◆ TEXT PASSAGE ◆

Morning Report: Housing starts miss…again

Vital Statistics:

  Last Change
S&P futures 4,435 -6.2
Oil (WTI) 67.42 -2.45
10 year government bond yield   1.28%
30 year fixed rate mortgage   3.05%

Stocks are lower this morning on no real news. Bonds and MBS are flat.


The FOMC minutes will be released at 2:00 pm today. While it probably won’t have much impact on where the 10 year goes, mortgage backed securities will be watching the language regarding tapering closely. Be careful locking around that time.


Housing starts disappointed again, coming in at 1.55 million. Shortages of labor and materials have been a problem, although the lumber market seems to be getting back to normal. On a MOM basis, they fell 7%, and on a YOY basis rose only 2.5%. Don’t forget that July of 2020 was heavily depressed by COVID. Building Permits were a bit better, but that has been the pattern for at least a year – permits look good, but the starts don’t materialize.

Separately, the NAHB / Wells Fargo Housing Market Index (a measure of builder sentiment) decreased to the lowest level in a year.


More evidence that the economy is not accelerating into the end of the year. Retail sales fell 1.1% last month, which was well below Street estimates. Ex-autos and gas, it fell 0.7%. About the only bright spot in the report was restaurants and bars, which increased. We are getting into the critical period of the year with respect to consumer spending, and back-to-school sales are beginning to ramp up.


Industrial Production increased 0.9% in July, while manufacturing production rose 1.4%. Capacity utilization rose to 76.1%


Mortgage Applications fell 4% last week as purchases fell 1% and refis dropped 5%. “Mortgage rates followed an overall increase in Treasury yields last week, which started higher from the strong July jobs report before slowing because of weaker consumer sentiment and concerns about rising COVID-19 cases,” said Joel Kan, MBA Associate Vice President of Economic and Industry Forecasting. “The increase in mortgage rates caused a 5 percent decrease in refinancing, driven by a 7 percent drop in conventional refinance applications. Even though rates are 7 basis points lower than the same week a year ago, the refinance index is around 8 percent lower. The eligible pool of homeowners who stand to benefit from a refinance is smaller now.”

9 Responses

  1. Biden approval rating sinking.

    I don’t know why, though. He hasn’t been mean-Tweeting, has he? Mission accomplished!


    • If Reinhardt and Rogoff are correct, we have crossed the rubicon on our debt to gdp ratio, and should expect max growth of 2% going forward.

      That is going to eat at his popularity as well, along with the fact that the Twitter Left alienates everyone.


      • Economic growth under Trump, despite heavy currency/debt creation still led to above 2% growth. I tend to think regulation and perception of govt regulation have a greater influence.

        What’s your thinking?


        • no question that government-spending growth is junk GDP, and leftist government acts as a wet blanket on business.


    • There have to be at least a few people now thinking that the mean tweets weren’t all that bad, really.


  2. The dumbest take on this whole thing is, well, Trump cut a deal and Biden is bound by it. i mean, honestly.

◆ TASKS ◆
1) List every measure named under "Vital Statistics" in the morning report.
2) Say whether each statement agrees with the morning report, and quote the words that decide it: (a) Retail sales fell 1.1% last month. (b) Housing starts rose 7% on a month-over-month basis. (c) Refinance applications dropped 5% last week.

◆ INFORMATION PROVIDED ◆
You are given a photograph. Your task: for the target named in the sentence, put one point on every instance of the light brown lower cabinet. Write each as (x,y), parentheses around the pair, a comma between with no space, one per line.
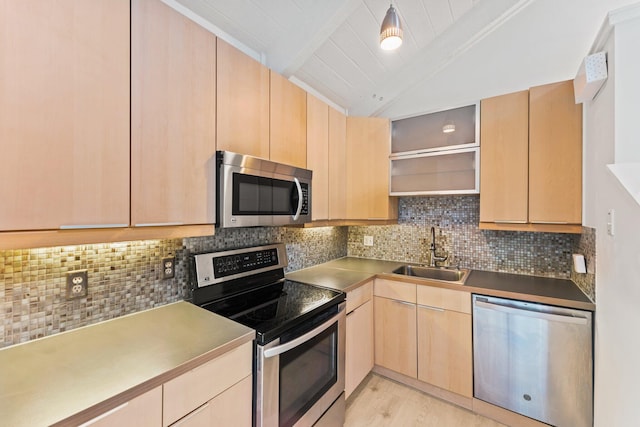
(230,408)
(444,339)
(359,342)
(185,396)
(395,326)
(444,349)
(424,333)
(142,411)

--

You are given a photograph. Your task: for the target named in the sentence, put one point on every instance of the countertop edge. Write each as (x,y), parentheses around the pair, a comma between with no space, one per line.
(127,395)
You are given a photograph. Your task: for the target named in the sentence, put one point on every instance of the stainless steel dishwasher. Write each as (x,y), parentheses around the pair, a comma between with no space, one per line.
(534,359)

◆ LIST OF ANSWERS ◆
1)
S&P futures
Oil (WTI)
10 year government bond yield
30 year fixed rate mortgage

2)
(a) Yes: "Retail sales fell 1.1% last month"
(b) No: "On a MOM basis, they fell 7%"
(c) Yes: "purchases fell 1% and refis dropped 5%"